• **Some records**
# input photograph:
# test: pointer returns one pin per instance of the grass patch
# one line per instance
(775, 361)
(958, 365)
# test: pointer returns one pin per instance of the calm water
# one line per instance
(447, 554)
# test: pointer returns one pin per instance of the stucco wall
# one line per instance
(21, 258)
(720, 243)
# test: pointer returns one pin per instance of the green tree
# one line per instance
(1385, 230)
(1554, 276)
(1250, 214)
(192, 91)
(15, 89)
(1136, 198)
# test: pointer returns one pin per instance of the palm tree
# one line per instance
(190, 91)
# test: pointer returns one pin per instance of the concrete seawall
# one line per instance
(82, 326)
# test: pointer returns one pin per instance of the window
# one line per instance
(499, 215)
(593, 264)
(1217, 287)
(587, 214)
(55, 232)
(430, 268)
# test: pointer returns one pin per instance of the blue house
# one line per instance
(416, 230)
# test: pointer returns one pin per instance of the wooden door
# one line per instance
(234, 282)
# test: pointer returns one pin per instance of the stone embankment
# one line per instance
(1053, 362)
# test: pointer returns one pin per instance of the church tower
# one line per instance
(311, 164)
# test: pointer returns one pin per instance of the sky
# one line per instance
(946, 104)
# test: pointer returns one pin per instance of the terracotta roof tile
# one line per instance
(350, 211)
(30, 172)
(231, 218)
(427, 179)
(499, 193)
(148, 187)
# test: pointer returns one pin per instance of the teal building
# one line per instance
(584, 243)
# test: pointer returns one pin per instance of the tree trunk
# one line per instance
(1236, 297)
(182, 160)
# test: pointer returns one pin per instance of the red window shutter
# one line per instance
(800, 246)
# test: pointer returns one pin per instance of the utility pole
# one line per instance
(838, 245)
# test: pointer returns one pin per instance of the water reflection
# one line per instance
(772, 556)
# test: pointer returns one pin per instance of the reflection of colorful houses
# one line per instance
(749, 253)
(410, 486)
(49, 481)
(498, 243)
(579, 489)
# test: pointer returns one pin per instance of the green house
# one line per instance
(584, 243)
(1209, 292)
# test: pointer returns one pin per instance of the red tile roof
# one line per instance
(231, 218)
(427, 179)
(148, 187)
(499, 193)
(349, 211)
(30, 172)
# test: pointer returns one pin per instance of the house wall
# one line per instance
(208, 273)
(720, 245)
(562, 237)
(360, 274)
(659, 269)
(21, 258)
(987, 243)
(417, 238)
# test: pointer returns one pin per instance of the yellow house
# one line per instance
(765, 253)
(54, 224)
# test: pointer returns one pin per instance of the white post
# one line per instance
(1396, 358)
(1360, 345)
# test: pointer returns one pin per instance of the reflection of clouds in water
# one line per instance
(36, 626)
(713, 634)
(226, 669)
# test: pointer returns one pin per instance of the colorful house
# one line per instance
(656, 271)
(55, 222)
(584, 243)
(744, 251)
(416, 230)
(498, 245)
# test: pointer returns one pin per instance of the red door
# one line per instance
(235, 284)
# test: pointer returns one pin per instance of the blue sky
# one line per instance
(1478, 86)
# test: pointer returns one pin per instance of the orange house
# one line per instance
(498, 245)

• **Your instructions**
Each line above must be reproduced exactly as it stands.

• **Complete answer**
# input photograph:
# test: pointer returns one pin per instance of the grass patch
# one line per instance
(775, 361)
(958, 365)
# test: pointer returns one pin per instance of the calm water
# one line per instance
(447, 554)
# test: pointer returns one pin per instance of the stucco wall
# one line per instance
(21, 258)
(720, 243)
# test: pointer returns one pin per instance of the green tree
# one line per instance
(1385, 230)
(1554, 276)
(1250, 214)
(192, 91)
(15, 89)
(1136, 198)
# test: pointer returns one pin per instance of the palm tree
# one line per instance
(190, 91)
# test: pointer returns one pin per instance of the concrete seawall
# one line per instance
(82, 326)
# test: pointer returns one pin per instance of the window
# one line per instance
(499, 215)
(593, 264)
(1217, 287)
(587, 214)
(55, 232)
(430, 268)
# test: pointer returns one pin per instance of the blue house
# one line per instance
(416, 230)
# test: pointer returns one pin per instance of the wooden door
# one line per instance
(234, 282)
# test: pointer returns one pin per instance of the stone embankment
# one line per instance
(1053, 362)
# test: pointer returns one pin per instance of the church tower
# one line per instance
(311, 164)
# test: pointer returns one pin per instance of the sky
# one line per instance
(946, 104)
# test: pointer returns one pin per instance of the terracotta roof tile
# one line per instance
(350, 211)
(30, 172)
(231, 218)
(427, 179)
(499, 193)
(148, 187)
# test: pointer returns one pin per instance of the teal building
# one line per instance
(584, 243)
# test: pointer returns one pin per instance of the tree trunk
# one line per instance
(1236, 297)
(182, 160)
# test: pointer returns one pin per instance of the red window shutter
# one line per instance
(800, 246)
# test: pointer returns one pin per instance of the utility pole
# one line per instance
(838, 245)
# test: pointer returns one pin per instance of the water reflection
# one line per instance
(772, 556)
# test: pointer returns one pin per instance of the reflection of colorful houses
# one line per instance
(749, 253)
(410, 486)
(49, 481)
(498, 243)
(579, 489)
# test: pointer returns one pin per instance of the green house
# one line per instance
(584, 243)
(1209, 292)
# test: pointer returns one pin per instance of the red tile roof
# one line per instance
(231, 218)
(427, 179)
(148, 187)
(499, 193)
(349, 211)
(30, 172)
# test: pointer returns one pin per instance of the house wall
# one line per instance
(208, 273)
(720, 245)
(562, 237)
(360, 274)
(659, 269)
(21, 258)
(987, 243)
(417, 238)
# test: pointer returns one pin per instance of the yellow house
# one line per instance
(765, 253)
(54, 224)
# test: pointer returns one pin per instance of the white post
# one line per instance
(1396, 358)
(1360, 345)
# test: pointer returns one pin per instance of the reflection of clouds in water
# one line per instance
(36, 626)
(713, 634)
(226, 669)
# test: pointer returns one pin per instance of the colorful house
# one line per instance
(656, 271)
(55, 222)
(584, 243)
(744, 251)
(416, 230)
(498, 245)
# test: pointer returns one pin per instance of the red door
# one line per instance
(235, 284)
# test: pointer returns one pin per instance of the blue sky
# one line per instance
(1478, 86)
# test: pointer returns one pin per instance of the orange house
# one line per instance
(498, 245)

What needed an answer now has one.